◆ Dataset records ◆

----------------------------------------

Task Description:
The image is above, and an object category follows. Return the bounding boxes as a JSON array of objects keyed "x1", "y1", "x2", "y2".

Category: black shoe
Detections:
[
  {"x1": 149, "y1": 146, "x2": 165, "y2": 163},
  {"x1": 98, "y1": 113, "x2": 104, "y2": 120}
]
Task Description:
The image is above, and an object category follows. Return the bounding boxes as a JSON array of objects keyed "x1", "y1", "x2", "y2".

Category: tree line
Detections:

----------------------------------------

◆ Task instructions ◆
Reproduce the records in full, exactly as written.

◆ Problem solution ◆
Task Description:
The image is above, and an object category follows. Return the bounding boxes as a JSON array of objects keyed "x1", "y1", "x2", "y2".

Category: black shoe
Detections:
[
  {"x1": 149, "y1": 146, "x2": 165, "y2": 163},
  {"x1": 98, "y1": 113, "x2": 104, "y2": 120}
]
Task Description:
The image is above, and an object category follows. Return the bounding boxes as a JSON array of objects keyed "x1", "y1", "x2", "y2".

Category: tree line
Detections:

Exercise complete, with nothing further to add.